## [Image location labeling entries]
START

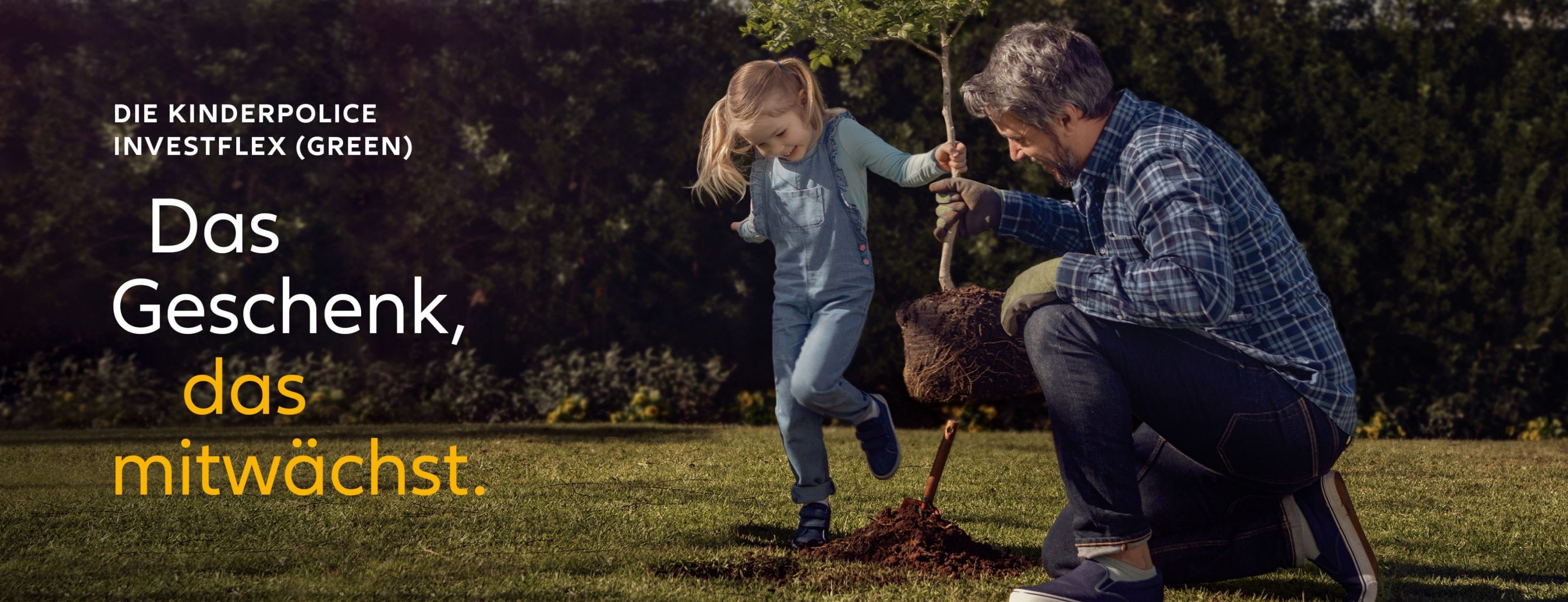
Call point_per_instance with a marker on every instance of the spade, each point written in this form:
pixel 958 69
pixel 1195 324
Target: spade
pixel 927 501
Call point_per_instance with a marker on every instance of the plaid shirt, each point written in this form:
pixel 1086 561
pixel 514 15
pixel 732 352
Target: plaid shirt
pixel 1170 228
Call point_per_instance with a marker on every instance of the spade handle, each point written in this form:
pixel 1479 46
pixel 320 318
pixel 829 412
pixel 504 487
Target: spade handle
pixel 949 432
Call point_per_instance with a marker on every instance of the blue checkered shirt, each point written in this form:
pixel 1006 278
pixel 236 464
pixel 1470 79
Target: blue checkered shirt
pixel 1170 228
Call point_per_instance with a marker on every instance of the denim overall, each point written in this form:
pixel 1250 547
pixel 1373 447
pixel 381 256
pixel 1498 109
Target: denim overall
pixel 822 286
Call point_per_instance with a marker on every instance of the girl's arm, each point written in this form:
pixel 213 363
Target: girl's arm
pixel 749 233
pixel 747 228
pixel 888 162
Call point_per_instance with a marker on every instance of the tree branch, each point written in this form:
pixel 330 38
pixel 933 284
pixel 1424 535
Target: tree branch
pixel 960 22
pixel 923 49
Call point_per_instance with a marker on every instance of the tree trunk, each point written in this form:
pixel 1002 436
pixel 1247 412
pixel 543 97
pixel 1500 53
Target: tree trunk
pixel 945 272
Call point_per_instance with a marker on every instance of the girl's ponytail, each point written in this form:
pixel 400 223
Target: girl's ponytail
pixel 759 88
pixel 717 174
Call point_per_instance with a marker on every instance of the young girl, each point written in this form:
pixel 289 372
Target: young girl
pixel 808 196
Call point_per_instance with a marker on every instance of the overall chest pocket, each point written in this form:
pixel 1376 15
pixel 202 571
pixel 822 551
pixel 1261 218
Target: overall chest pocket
pixel 802 209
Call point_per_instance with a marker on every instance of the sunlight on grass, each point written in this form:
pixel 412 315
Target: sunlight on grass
pixel 608 510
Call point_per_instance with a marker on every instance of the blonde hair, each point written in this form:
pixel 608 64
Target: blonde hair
pixel 758 90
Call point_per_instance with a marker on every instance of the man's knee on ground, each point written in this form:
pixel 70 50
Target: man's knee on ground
pixel 1050 322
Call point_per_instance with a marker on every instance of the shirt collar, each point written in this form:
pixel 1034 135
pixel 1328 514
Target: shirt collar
pixel 1115 135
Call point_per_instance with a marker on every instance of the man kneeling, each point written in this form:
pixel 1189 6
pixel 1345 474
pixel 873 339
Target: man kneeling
pixel 1197 385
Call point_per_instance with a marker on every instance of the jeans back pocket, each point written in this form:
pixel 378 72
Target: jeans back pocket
pixel 802 209
pixel 1275 447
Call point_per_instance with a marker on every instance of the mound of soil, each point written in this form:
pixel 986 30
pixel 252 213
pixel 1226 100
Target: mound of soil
pixel 957 352
pixel 909 540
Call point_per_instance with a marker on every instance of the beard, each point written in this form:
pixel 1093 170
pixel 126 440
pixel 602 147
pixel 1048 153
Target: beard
pixel 1061 162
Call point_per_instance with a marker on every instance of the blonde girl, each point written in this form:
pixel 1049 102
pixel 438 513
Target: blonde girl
pixel 808 196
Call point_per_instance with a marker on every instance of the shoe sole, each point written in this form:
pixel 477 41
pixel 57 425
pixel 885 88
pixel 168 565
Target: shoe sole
pixel 897 463
pixel 1351 531
pixel 1036 596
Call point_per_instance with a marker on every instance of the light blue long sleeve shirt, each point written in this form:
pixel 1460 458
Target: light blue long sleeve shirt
pixel 860 150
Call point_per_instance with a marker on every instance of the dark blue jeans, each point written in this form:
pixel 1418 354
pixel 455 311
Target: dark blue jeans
pixel 1176 438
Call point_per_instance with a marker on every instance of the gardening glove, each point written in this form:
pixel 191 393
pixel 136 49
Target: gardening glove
pixel 1032 289
pixel 966 206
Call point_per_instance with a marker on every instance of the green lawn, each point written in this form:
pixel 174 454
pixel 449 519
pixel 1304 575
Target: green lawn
pixel 601 512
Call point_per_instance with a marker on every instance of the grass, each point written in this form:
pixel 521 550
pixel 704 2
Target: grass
pixel 604 512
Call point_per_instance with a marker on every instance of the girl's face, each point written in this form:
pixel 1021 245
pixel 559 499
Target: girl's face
pixel 784 135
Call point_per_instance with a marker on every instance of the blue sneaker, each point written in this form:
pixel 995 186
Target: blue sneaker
pixel 1343 548
pixel 1090 582
pixel 813 531
pixel 879 441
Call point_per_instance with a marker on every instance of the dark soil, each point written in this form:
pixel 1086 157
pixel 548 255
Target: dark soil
pixel 910 540
pixel 957 352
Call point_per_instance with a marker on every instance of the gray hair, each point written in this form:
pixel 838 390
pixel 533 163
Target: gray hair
pixel 1036 71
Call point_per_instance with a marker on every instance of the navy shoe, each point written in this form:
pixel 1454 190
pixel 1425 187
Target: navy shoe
pixel 1343 548
pixel 879 441
pixel 813 526
pixel 1090 582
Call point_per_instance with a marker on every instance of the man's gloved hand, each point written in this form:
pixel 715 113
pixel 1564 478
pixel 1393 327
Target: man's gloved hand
pixel 966 206
pixel 1032 289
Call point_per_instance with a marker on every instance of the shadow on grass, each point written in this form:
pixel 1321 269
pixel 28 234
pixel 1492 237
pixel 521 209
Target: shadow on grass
pixel 1399 582
pixel 537 432
pixel 758 535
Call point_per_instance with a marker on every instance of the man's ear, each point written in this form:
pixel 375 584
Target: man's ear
pixel 1070 117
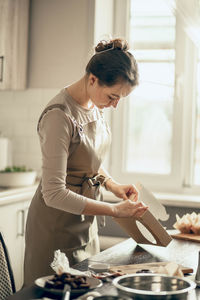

END

## [GIVEN PROBLEM]
Convert every line of all the items above into a Markdown table with the columns "Row" and "Line", numbering the rows and skipping blank lines. Leave the pictures out.

## [RIGHT ANSWER]
| Row | Line |
|---|---|
| 1 | Call point_per_instance with a marker on every instance of the spade, each point written in this form: |
| 2 | pixel 958 69 |
| 3 | pixel 1195 324 |
| 4 | Target: spade |
| 5 | pixel 927 501 |
| 6 | Call point_per_instance with a marker on every instance of the plaid shirt, each point written in this form: |
| 7 | pixel 1086 561 |
| 8 | pixel 514 15 |
| 9 | pixel 732 352 |
| 10 | Target: plaid shirt |
| 11 | pixel 1170 228 |
| 12 | Call point_per_instance with a marker on every instance of the spade handle, each point written in this form: |
| 13 | pixel 1479 46 |
| 14 | pixel 320 318 |
| 15 | pixel 829 412 |
| 16 | pixel 504 487 |
| 17 | Target: spade handle |
| 18 | pixel 949 432 |
| 19 | Call point_per_instance with a marker on every instance of the blue checkered shirt, each point written in this form: |
| 20 | pixel 1006 278 |
| 21 | pixel 236 464 |
| 22 | pixel 1470 79 |
| 23 | Target: blue checkered shirt |
| 24 | pixel 1170 228 |
| 25 | Call point_per_instance with a marker on every instance of the denim overall, each point written in this form: |
| 26 | pixel 1250 547 |
| 27 | pixel 1373 447 |
| 28 | pixel 381 256 |
| 29 | pixel 1498 109 |
| 30 | Target: denim overall |
| 31 | pixel 822 286 |
| 32 | Call point_per_instance with a marker on every instance of the girl's arm, each point written in this form: |
| 33 | pixel 213 363 |
| 34 | Target: girl's arm |
| 35 | pixel 749 233 |
| 36 | pixel 747 228 |
| 37 | pixel 888 162 |
| 38 | Call point_per_instance with a marker on every instance of the tree branch, each point written in this form: |
| 39 | pixel 330 38 |
| 40 | pixel 933 284 |
| 41 | pixel 1424 535 |
| 42 | Target: tree branch |
| 43 | pixel 960 22 |
| 44 | pixel 923 49 |
| 45 | Call point_per_instance with a marker on every instance of the tree trunk, each point written in this form: |
| 46 | pixel 1002 436 |
| 47 | pixel 1247 412 |
| 48 | pixel 543 97 |
| 49 | pixel 1500 53 |
| 50 | Target: tree trunk |
| 51 | pixel 945 272 |
| 52 | Call point_per_instance with a marker on every instance of the girl's ponytail, each point written in this form: |
| 53 | pixel 400 223 |
| 54 | Target: girl's ponytail |
| 55 | pixel 759 88 |
| 56 | pixel 717 174 |
| 57 | Call point_per_instance with a marker on every instance of the young girl, each point written in this form: |
| 58 | pixel 289 372 |
| 59 | Target: young girl |
| 60 | pixel 808 196 |
| 61 | Call point_per_instance with a marker on every instance of the overall chest pocket, each point written in this form: |
| 62 | pixel 1376 15 |
| 63 | pixel 202 571 |
| 64 | pixel 822 551 |
| 65 | pixel 1261 218 |
| 66 | Target: overall chest pocket |
| 67 | pixel 802 209 |
| 68 | Call point_per_instance with a marker on every instance of the sunlight on grass, each point written in this form: |
| 69 | pixel 412 315 |
| 70 | Target: sunlight on grass |
| 71 | pixel 608 510 |
| 72 | Call point_per_instance with a marker on every instance of the blonde hair, each point written in this form: |
| 73 | pixel 608 64 |
| 74 | Target: blonde hair |
| 75 | pixel 758 90 |
| 76 | Call point_per_instance with a marker on every instance of the man's knee on ground, each point written in this form: |
| 77 | pixel 70 50 |
| 78 | Target: man's knee on ground |
| 79 | pixel 1050 322 |
| 80 | Call point_per_instance with a marker on every instance of the shirt collar, each point written in this form: |
| 81 | pixel 1034 135 |
| 82 | pixel 1328 514 |
| 83 | Target: shirt collar |
| 84 | pixel 1115 135 |
| 85 | Call point_per_instance with a marker on every instance of the man kneeling, each point written in this form: |
| 86 | pixel 1189 6 |
| 87 | pixel 1345 474 |
| 88 | pixel 873 339 |
| 89 | Target: man kneeling |
| 90 | pixel 1197 385 |
| 91 | Call point_per_instance with a marker on every instance of the jeans back pocket, each point written in this form: |
| 92 | pixel 378 72 |
| 93 | Target: jeans back pocket |
| 94 | pixel 802 209 |
| 95 | pixel 1275 447 |
| 96 | Call point_per_instance with a marker on every instance of the mound of soil, each point written in this form: |
| 97 | pixel 986 30 |
| 98 | pixel 252 213 |
| 99 | pixel 1226 100 |
| 100 | Target: mound of soil |
| 101 | pixel 957 352 |
| 102 | pixel 909 540 |
| 103 | Call point_per_instance with a marker on every instance of the beard, each point written in this form: |
| 104 | pixel 1093 170 |
| 105 | pixel 126 440 |
| 106 | pixel 602 147 |
| 107 | pixel 1048 153 |
| 108 | Target: beard |
| 109 | pixel 1061 162 |
| 110 | Call point_per_instance with a marker on every instance of the blonde girl, each point written in this form: |
| 111 | pixel 1049 102 |
| 112 | pixel 438 513 |
| 113 | Target: blonde girl |
| 114 | pixel 808 196 |
| 115 | Call point_per_instance with a marker on every instance of the shoe sole, each point written in this form: |
| 116 | pixel 477 41 |
| 117 | pixel 57 425 |
| 118 | pixel 885 88 |
| 119 | pixel 168 565 |
| 120 | Target: shoe sole |
| 121 | pixel 897 463 |
| 122 | pixel 1351 531 |
| 123 | pixel 1036 596 |
| 124 | Call point_per_instance with a marker on every instance of the light blue long sleeve shirt, each point written in this form: |
| 125 | pixel 1460 458 |
| 126 | Target: light blue long sleeve shirt |
| 127 | pixel 860 150 |
| 128 | Call point_per_instance with a marker on every instance of the dark blue jeans, each point written in this form: |
| 129 | pixel 1418 354 |
| 130 | pixel 455 311 |
| 131 | Target: dark blue jeans |
| 132 | pixel 1176 438 |
| 133 | Call point_per_instance with a marker on every instance of the gardening glove, each point written in this form: |
| 134 | pixel 191 393 |
| 135 | pixel 136 49 |
| 136 | Target: gardening glove |
| 137 | pixel 1032 289 |
| 138 | pixel 966 206 |
| 139 | Call point_per_instance with a marker on every instance of the green lawn, each point written in this form: |
| 140 | pixel 174 454 |
| 141 | pixel 449 519 |
| 142 | pixel 1304 575 |
| 143 | Target: green lawn |
| 144 | pixel 601 512 |
| 145 | Call point_per_instance with a marker on every instance of the grass, each point written in this form: |
| 146 | pixel 521 550 |
| 147 | pixel 704 2 |
| 148 | Target: grass |
| 149 | pixel 604 512 |
| 150 | Call point_per_instance with a marker on every instance of the girl's face, each point written in this form: |
| 151 | pixel 1021 245 |
| 152 | pixel 559 499 |
| 153 | Target: girl's face |
| 154 | pixel 784 135 |
| 155 | Call point_per_instance with a marker on every instance of the blue sneaker, each point written in this form: |
| 156 | pixel 995 186 |
| 157 | Target: blue sneaker |
| 158 | pixel 1343 548 |
| 159 | pixel 1090 582 |
| 160 | pixel 813 531 |
| 161 | pixel 879 441 |
| 162 | Call point_per_instance with a marker on every instance of the dark soil, each point written in this form: |
| 163 | pixel 1086 157 |
| 164 | pixel 548 255 |
| 165 | Target: dark soil |
| 166 | pixel 910 540 |
| 167 | pixel 957 352 |
| 168 | Call point_per_instance with a marker on every instance of the gray hair, each point written in this form: |
| 169 | pixel 838 390 |
| 170 | pixel 533 163 |
| 171 | Target: gray hair |
| 172 | pixel 1036 71 |
| 173 | Call point_per_instance with a marker on every instance of the navy shoe, each point written in this form: |
| 174 | pixel 1454 190 |
| 175 | pixel 1425 187 |
| 176 | Target: navy shoe |
| 177 | pixel 1343 548 |
| 178 | pixel 879 441 |
| 179 | pixel 813 526 |
| 180 | pixel 1090 582 |
| 181 | Call point_per_instance with a marker on every instance of the man's gloved hand, each point written in this form: |
| 182 | pixel 715 113 |
| 183 | pixel 1564 478 |
| 184 | pixel 1393 327 |
| 185 | Target: man's gloved hand |
| 186 | pixel 966 206 |
| 187 | pixel 1032 289 |
| 188 | Call point_per_instance with a marker on every instance of the shadow on grass, each point written in this form: |
| 189 | pixel 1321 269 |
| 190 | pixel 28 234 |
| 191 | pixel 1492 237 |
| 192 | pixel 521 209 |
| 193 | Target: shadow on grass |
| 194 | pixel 1399 582 |
| 195 | pixel 537 432 |
| 196 | pixel 758 535 |
| 197 | Call point_per_instance with a marker on every instance of the man's ear, each point written in this form: |
| 198 | pixel 375 584 |
| 199 | Target: man's ear |
| 200 | pixel 1070 117 |